Instructions for the task: Give the data again in full, exactly as written below.

Excerpted data:
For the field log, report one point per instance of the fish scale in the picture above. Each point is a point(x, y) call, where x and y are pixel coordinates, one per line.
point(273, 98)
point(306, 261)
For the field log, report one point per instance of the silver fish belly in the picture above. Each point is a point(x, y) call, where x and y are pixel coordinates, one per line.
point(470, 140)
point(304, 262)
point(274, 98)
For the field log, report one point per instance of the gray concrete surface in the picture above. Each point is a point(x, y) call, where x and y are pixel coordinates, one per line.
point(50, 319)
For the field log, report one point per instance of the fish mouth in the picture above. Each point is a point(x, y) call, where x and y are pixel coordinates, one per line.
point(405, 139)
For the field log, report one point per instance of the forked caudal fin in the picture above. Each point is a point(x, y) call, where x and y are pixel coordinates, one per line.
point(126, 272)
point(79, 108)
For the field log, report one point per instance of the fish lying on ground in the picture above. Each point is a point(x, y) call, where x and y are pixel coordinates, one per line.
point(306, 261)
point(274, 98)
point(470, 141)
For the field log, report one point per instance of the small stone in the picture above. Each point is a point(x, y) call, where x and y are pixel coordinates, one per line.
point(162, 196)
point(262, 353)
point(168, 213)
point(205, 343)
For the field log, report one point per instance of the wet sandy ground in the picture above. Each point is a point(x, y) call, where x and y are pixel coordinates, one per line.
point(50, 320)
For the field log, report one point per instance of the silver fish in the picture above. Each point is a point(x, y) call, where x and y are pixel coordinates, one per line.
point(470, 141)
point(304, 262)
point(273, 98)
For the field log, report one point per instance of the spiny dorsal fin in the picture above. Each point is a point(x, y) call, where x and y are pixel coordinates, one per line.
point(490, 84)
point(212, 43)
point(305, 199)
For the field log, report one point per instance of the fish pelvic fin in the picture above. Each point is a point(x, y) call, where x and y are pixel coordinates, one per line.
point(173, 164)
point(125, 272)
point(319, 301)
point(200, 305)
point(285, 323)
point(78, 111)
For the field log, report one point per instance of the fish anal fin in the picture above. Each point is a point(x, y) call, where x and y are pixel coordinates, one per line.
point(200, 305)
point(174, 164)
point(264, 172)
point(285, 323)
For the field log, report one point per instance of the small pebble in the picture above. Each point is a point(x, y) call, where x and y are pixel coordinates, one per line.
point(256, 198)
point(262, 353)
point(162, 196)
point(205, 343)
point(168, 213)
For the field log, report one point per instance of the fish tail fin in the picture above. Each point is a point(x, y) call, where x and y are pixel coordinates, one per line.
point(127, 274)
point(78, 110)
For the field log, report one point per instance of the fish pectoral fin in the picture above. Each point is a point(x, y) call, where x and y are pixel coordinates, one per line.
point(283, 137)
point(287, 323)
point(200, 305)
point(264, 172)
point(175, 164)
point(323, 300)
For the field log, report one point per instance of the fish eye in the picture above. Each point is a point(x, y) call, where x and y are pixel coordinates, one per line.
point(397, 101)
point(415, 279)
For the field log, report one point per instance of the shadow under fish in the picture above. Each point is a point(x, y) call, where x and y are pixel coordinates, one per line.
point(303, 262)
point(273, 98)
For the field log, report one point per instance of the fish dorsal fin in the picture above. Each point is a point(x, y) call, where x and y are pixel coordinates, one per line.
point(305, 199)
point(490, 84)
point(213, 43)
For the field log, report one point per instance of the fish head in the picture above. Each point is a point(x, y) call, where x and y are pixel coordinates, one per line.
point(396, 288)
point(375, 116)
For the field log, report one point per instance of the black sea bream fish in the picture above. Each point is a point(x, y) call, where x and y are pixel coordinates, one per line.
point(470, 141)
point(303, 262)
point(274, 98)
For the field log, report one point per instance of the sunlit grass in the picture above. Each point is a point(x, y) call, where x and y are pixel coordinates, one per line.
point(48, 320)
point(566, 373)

Task answer:
For the field log, report one point per instance of the fish scale in the picture above. Each point is a point(x, y) call, where x and y are pixel coordinates, one per line.
point(273, 98)
point(306, 261)
For the field log, report one point per instance of the silver fish belly in the picture above. Each point is a point(x, y) call, where x and y are pixel coordinates, one per line.
point(470, 140)
point(304, 262)
point(274, 98)
For the field log, report one point per instance of the gray concrete surface in the picture above. Each point is a point(x, y) call, where x and y are pixel coordinates, one per line.
point(50, 319)
For the field log, report one point per instance of the fish mouth in the picture above. Each point is a point(x, y) call, where x and y are pixel coordinates, one per line.
point(405, 139)
For the field log, report one point per instance of the forked caudal fin in the picture above. Each point is a point(x, y) call, where x and y are pixel coordinates, one per line.
point(126, 272)
point(79, 108)
For the field log, report one point per instance of the fish lying on ground in the picture above. Each point is a point(x, y) call, where x and y are pixel coordinates, one per line.
point(306, 261)
point(274, 98)
point(470, 141)
For the field log, report one point per instance of the small stone in the picture above. Each point is a point(x, y) call, where x and y are pixel coordinates, one per line.
point(162, 196)
point(262, 353)
point(168, 213)
point(205, 343)
For the field log, report one point per instance of the wet sandy ground in the picture above. Each point is a point(x, y) call, where x and y are pixel coordinates, one per line.
point(50, 320)
For the field log, report one point per instance of the silver fish in the picture above. Each point is a point(x, y) call, where x and y are pixel coordinates, one per line.
point(470, 141)
point(304, 262)
point(273, 98)
For the field log, report one point per instance of the spiny dorsal fin in the picture above. Each point is a point(x, y) call, where x and y are pixel coordinates, one per line.
point(490, 84)
point(212, 43)
point(305, 199)
For the field log, report one point per instance of the fish pelvic fin in the picture above. Each point is a point(x, y) call, where x and y are pixel coordinates, one per line.
point(173, 164)
point(125, 272)
point(319, 301)
point(200, 305)
point(285, 323)
point(78, 111)
For the field log, report one point per instance of the fish anal fin in the picture above. Each point is a point(x, y) call, where x and y are pixel coordinates, one per line.
point(200, 305)
point(174, 164)
point(264, 172)
point(285, 323)
For the field log, report one point per instance of the small pebble in the picture above. Each point is a point(x, y) call, where x and y are pixel coordinates, one per line.
point(256, 198)
point(262, 353)
point(162, 196)
point(205, 343)
point(168, 213)
For the field log, report one point per instance of the fish tail fin in the picture above. Each point is a point(x, y) call, where x and y are pixel coordinates, one per line.
point(127, 274)
point(78, 110)
For the field log, report one point per instance of the fish pectoral fin in the picture above. Each point is a point(x, y) call, where x and y are pixel coordinates, one per line.
point(283, 137)
point(287, 323)
point(200, 305)
point(264, 172)
point(175, 164)
point(323, 300)
For the field log, report one point per instance of the fish eye in the picture above. Each point is a point(x, y) call, where x and y are pixel coordinates, one per line.
point(397, 101)
point(415, 279)
For the field log, report one point per instance of the shadow under fish in the picture above. Each point is a point(x, y) call, where x and y are pixel coordinates, one per line.
point(303, 262)
point(273, 98)
For the field log, report one point per instance of the fish dorsal fin in the picture above. Each point is a point(x, y) call, where x and y are pixel coordinates, one per line.
point(305, 199)
point(490, 84)
point(213, 43)
For the field log, report one point per instance of the fish head in the picture above. Each point is a point(x, y) call, where x and y are pixel coordinates, one per line.
point(396, 288)
point(375, 116)
For the field log, report one point per instance of the black sea bream fish in the picture above. Each point is a point(x, y) call, where x and y are pixel coordinates, one per line.
point(470, 141)
point(303, 262)
point(274, 98)
For the field log, report one point per instance of the sunlit grass in the picture above. Each point is a point(x, y) call, where x and y are pixel coordinates, one per line.
point(48, 320)
point(566, 373)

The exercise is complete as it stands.